PASSAGE
>> start
Additionally or alternatively, the device presence determination
module 304 can compare other characteristics of the images or video
in the environment data 316 and 318, such as colors in the images
or video, light level in the images or video, movement of objects
in a sequence of images or in video, combinations thereof, and so
forth.
In one or more embodiments, the environment data 316 and the
secondary environment data 318 include data describing motion
sensed at the two devices. Any of a variety of public or
proprietary motion detection techniques can be used to compare
characteristics of the motion data in the environment data 316 and
318. In one or more implementations, the device presence
determination module 304 determines whether the motion data sensed
at the two devices matches by analyzing characteristics of the
motion data in the environment data 316 and 318. Various different
characteristics can be analyzed, such as a sensed speed, a sensed
direction such as in a vehicle setting, a sensed vibration pattern
such as carried by the same user, synchronized accelerometer motion
(e.g., sensed starting of motion and sensed ending of motion are at
the same time), combinations thereof, and so forth.
When using motion data, the device presence determination module
304 determines that the environment data 316 and 318 match if the
analyzed characteristics are the same or within a threshold amount
of one another. This threshold amount can be a fixed amount (e.g.,
speeds within 3 miles per hour of each other, directions within 3
degrees of each other) or relative amounts (e.g., speeds within 5%
of each other, directions within 5% of each other). If the analyzed
characteristics are not the same and are not within a threshold
amount of one another, then the device presence determination
module 304 determines that the environment data 316 and 318 do not
match. For example, if the computing device 102 and the secondary
device are in the same vehicle (e.g., a car), then the environment
data 316 and 318 will indicate the same speed and direction, as
well as the same starting and ending motions, the same changes in
speed or direction, and so forth.
Additionally or alternatively, the environment data 316 and the
secondary environment data 318 include data describing biometric
information sensed at the two devices. Any of a variety of public
or proprietary audio detection techniques can be used to compare
characteristics of the biometric data in the environment data 316
and 318. In one or more implementations, the device presence
determination module 304 determines whether the biometric
information sensed at the two devices matches by analyzing
characteristics of the biometric data in the environment data 316
and 318. Various different characteristics can be analyzed, such as
detecting the same heart rate (e.g., heartbeats are sensed at the
same time), detecting the same fingerprint, combinations thereof,
and so forth.
When using biometric data, the device presence determination module
304 determines that the environment data 316 and 318 match if the
analyzed characteristics are the same or within a threshold amount
of one another. This threshold amount can be a fixed amount (e.g.,
heartbeats sensed within 5 milliseconds of each other) or relative
amounts (e.g., heartbeats synchronized within 5% of the heart rate
of each other or beats are in synchronization with each other). If
the analyzed characteristics are not the same and are not within a
threshold amount of one another, then the device presence
determination module 304 determines that the environment data 316
and 318 do not match.
>> end
ENTRIES PROVIDED
>> start
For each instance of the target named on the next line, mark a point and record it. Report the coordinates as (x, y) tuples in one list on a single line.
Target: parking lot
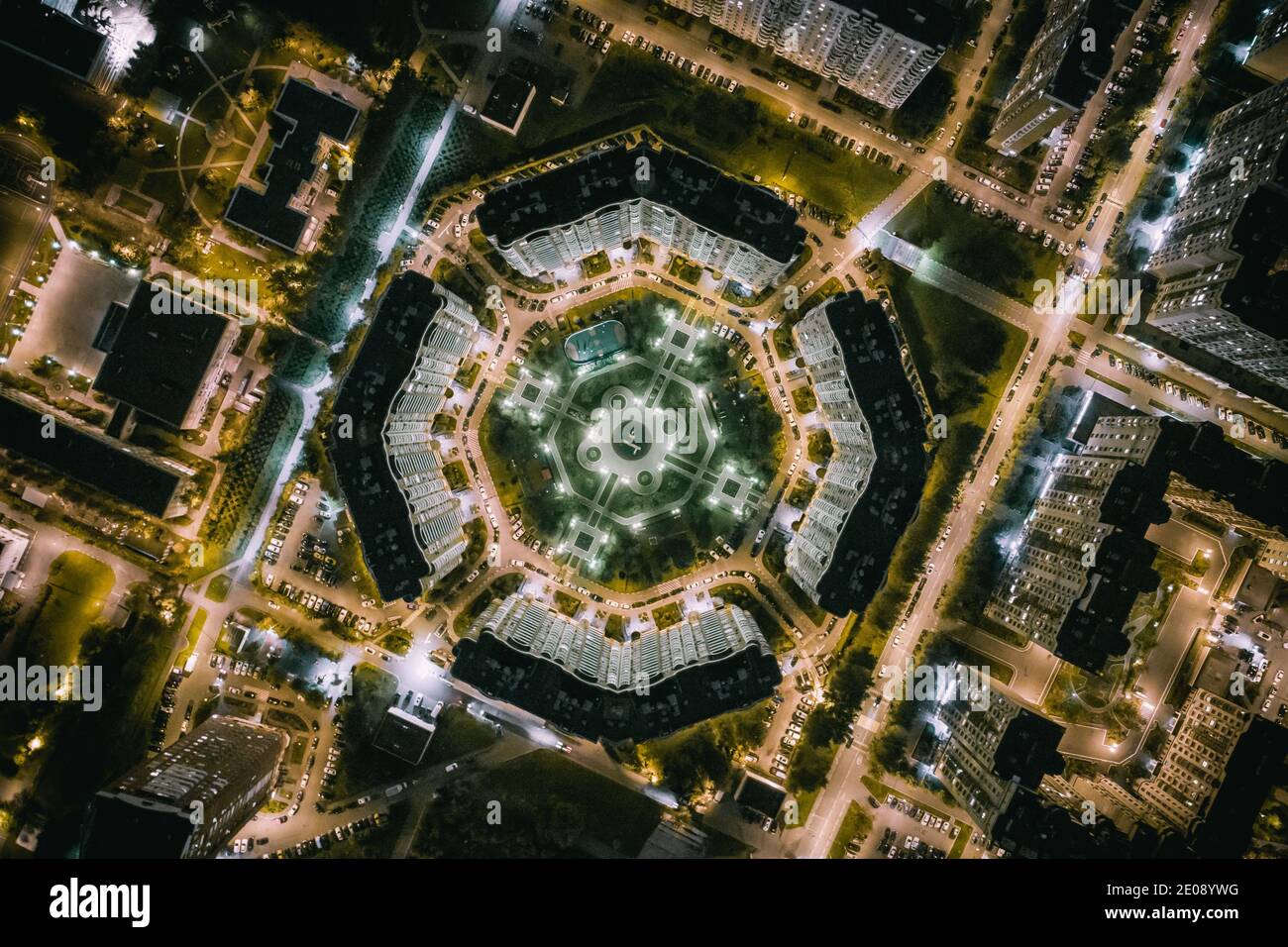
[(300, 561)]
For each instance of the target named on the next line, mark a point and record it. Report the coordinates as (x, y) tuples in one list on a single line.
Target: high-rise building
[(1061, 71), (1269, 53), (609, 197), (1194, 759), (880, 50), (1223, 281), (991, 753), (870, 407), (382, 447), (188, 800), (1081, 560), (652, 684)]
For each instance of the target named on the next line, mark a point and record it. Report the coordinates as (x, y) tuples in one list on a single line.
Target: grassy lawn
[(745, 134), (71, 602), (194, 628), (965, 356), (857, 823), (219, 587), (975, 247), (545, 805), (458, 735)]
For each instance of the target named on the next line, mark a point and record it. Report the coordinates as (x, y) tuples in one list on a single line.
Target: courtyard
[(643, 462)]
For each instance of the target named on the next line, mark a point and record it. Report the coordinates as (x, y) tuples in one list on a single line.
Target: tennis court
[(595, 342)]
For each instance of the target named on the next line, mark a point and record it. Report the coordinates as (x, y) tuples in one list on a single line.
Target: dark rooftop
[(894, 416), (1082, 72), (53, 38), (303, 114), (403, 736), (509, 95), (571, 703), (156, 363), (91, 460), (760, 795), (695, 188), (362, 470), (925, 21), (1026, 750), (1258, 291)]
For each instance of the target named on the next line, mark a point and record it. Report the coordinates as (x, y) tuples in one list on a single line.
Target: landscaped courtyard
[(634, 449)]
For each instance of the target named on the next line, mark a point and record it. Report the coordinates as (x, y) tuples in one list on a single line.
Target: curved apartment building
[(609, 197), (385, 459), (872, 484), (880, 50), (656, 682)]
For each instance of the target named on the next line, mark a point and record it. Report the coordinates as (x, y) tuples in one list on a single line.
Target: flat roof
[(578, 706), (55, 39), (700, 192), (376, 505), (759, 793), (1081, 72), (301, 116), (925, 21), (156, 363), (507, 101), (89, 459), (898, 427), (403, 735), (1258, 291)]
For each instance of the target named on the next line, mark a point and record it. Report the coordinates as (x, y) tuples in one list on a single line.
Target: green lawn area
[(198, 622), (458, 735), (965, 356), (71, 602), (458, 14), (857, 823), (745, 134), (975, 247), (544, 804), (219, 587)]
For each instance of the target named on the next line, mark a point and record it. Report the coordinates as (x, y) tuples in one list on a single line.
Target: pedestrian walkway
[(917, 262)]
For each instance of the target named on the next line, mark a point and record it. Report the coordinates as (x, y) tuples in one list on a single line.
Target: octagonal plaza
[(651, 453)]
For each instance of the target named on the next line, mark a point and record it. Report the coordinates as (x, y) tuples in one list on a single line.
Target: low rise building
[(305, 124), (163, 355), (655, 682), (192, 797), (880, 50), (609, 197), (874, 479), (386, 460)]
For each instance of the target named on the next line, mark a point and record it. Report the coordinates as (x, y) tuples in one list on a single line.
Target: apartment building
>> end
COMPLETE THE FOLLOWING
1: Answer these from the passage on device presence determination:
(a) What fixed threshold for speeds is given as an example?
(b) What fixed threshold for heartbeats is given as an example?
(c) Besides colors and light level, what other image or video characteristic is listed for comparison?
2: Pick up the passage on device presence determination after its final sentence and keep writing it.

RESPONSES PER TASK
1:
(a) Speeds within 3 miles per hour of each other.
(b) Heartbeats sensed within 5 milliseconds of each other.
(c) Movement of objects in a sequence of images or in video.

2:
In some situations the environment data 316 and 318 matching is
alone sufficient to indicate that the two computing devices are in
the presence of each other and whether the locations 310 and 312
are similar physical locations need not be determined. For example,
situations where heart beats are in synchronization with each other
and motion of the devices is in synchronization can be enough to
determine that the two devices are in the presence of each other
and location proximity determination such as GPS, cellular, or
Wi-Fi need not be relied on for true presence determination. This
allows, for example, a determination to be made that two devices
are in the presence of each other in bad coverage areas where the
physical location is not available (e.g., no wireless location
signals 306 are received).
Although discussion is made herein with reference to determining
that environment data 316 and 318 match based on the threshold
values, additionally or alternatively the device presence
determination module 304 can determine whether the environment data
316 and 318 match in other manners. For example, the device
presence determination module 304 can determine whether the
environment data 316 and 318 match by applying other rules or
criteria to the environment data 316 and 318, by applying machine
learning systems trained to determine whether environment data 316
and 318 match, and so forth.
The device presence determination module 304 determines that the
computing device 102 and the secondary device are in each other's
presence if the two devices are at similar physical locations
(locations 310 and 312 match) and they sense matching environment
data (environment data 316 and 318 match). However, the device
presence determination module 304 determines that the computing
device 102 and the secondary device are not in each other's
presence if the two devices are not at similar physical locations
or they do not sense matching environment data. The device presence
determination module 304 outputs a presence indication 314
indicating whether the computing device 102 and the secondary
device are in each other's presence.
The presence indication 314 is used by an application 114 to
determine whether multi-device engagement is enabled for the
computing device 102 and the secondary device. Although discussed
herein with reference to an application 114, multi-device
engagement can be performed by other programs or modules (e.g., a
program of the operating system 112). Multi-device engagement is
enabled for the computing device 102 and the secondary device in
response to the device presence determination module determining
that the two computing devices are in each other's presence.
Multi-device engagement refers to the two computing devices working
together to perform one or more actions, such as copying data from
one device to the other, one computing device offloading operations
to another (e.g., a wearable device offloading processor-intensive
operations to a more powerful desktop device), devices backing up
data such as split backups, and so forth.
The actions performed as part of the multi-device engagement can
vary based on the application 114 that is performing the
multi-device engagement. In some situations the application 114 may
perform multi-device engagement only in situations in which the two
devices are in the presence of each other especially for high
security engagement. In other situations, such as situations where
security of the data being transferred between the devices is not
as important, the application 114 may perform multi-device
engagement regardless of whether the two devices are in the
presence of each other. The determination of whether two devices
need to be in the presence of each other in order to perform
multi-device engagement can be made by the application 114 based on
various different rules or criteria.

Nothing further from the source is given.